(Part of a data file)
------------------------------

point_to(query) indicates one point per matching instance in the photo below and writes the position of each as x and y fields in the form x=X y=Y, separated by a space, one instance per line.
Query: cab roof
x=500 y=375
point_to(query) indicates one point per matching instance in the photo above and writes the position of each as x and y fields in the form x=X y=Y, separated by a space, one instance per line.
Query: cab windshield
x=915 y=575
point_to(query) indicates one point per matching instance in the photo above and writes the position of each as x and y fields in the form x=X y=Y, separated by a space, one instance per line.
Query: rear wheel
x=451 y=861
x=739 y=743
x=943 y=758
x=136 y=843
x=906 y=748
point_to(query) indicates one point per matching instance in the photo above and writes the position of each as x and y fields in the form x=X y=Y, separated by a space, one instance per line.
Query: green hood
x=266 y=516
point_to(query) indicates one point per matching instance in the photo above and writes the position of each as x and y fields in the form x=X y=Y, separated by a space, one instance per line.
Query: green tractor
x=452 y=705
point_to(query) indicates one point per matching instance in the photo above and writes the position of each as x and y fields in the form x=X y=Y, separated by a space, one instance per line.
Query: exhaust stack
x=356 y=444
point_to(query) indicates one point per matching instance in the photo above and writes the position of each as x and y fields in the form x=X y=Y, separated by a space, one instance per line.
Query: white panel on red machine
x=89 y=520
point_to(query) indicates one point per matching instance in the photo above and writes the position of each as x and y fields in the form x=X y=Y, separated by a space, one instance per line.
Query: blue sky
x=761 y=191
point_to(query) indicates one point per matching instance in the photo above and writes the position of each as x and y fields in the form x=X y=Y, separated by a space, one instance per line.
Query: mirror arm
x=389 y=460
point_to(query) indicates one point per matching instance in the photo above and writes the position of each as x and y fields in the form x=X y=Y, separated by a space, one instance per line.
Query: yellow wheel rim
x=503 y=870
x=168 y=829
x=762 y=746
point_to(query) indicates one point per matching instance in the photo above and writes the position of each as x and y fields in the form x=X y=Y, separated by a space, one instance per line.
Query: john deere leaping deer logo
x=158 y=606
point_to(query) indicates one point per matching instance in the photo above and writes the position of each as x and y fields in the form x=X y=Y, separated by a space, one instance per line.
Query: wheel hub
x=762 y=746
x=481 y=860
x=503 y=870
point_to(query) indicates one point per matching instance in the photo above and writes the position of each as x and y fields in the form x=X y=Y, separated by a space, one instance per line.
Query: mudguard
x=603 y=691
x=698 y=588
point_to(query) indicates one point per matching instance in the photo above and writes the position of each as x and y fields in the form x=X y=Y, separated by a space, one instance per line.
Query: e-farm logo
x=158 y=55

------------------------------

AIM OF THE TASK. In the listing above, swap "green hood" for "green bonnet" in the part that opens with the first line and closes with the line containing "x=452 y=705". Give only that part, with everything else unchanged.

WRITTEN ANSWER.
point_to(query) indicates one point per matching instance in the photo below and writes the position of each as x and y fields in the form x=X y=Y, separated by a space, one instance per line.
Query: cab roof
x=500 y=375
point_to(query) indicates one point per matching instance in the photo above and writes the position of each as x and y fields in the form x=X y=Y, separated by a space, one instance per line.
Query: cab windshield
x=915 y=575
point_to(query) indicates one point per matching instance in the photo above and writes the position of each as x and y fields in the form x=X y=Y, separated by a space, one instance per line.
Query: rear wheel
x=451 y=861
x=739 y=743
x=943 y=758
x=136 y=843
x=906 y=748
point_to(query) indicates one point per matching instance in the photo above and writes the position of each as x and y fields in the form x=X y=Y, separated by a space, one instance per line.
Query: green bonnet
x=266 y=516
point_to(query) indicates one point per matching instance in the photo above and writes the position of each as x and y fields in the form x=X y=Y, separated by a space, one instance per line.
Query: green tractor
x=452 y=705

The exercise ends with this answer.